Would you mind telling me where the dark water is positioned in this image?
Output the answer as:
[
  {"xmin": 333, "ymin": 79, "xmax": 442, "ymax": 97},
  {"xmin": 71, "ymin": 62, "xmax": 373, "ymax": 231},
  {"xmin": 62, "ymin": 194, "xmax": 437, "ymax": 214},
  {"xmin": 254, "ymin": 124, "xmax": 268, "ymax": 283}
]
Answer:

####

Recast every line of the items above as a numbered list, omitting any blank lines.

1. Would you mind telling me where the dark water is positioned in this image?
2. Output the answer as:
3. [
4.   {"xmin": 333, "ymin": 79, "xmax": 442, "ymax": 97},
5.   {"xmin": 71, "ymin": 62, "xmax": 373, "ymax": 231},
6.   {"xmin": 62, "ymin": 194, "xmax": 437, "ymax": 214},
7.   {"xmin": 254, "ymin": 124, "xmax": 268, "ymax": 283}
8. ]
9. Answer:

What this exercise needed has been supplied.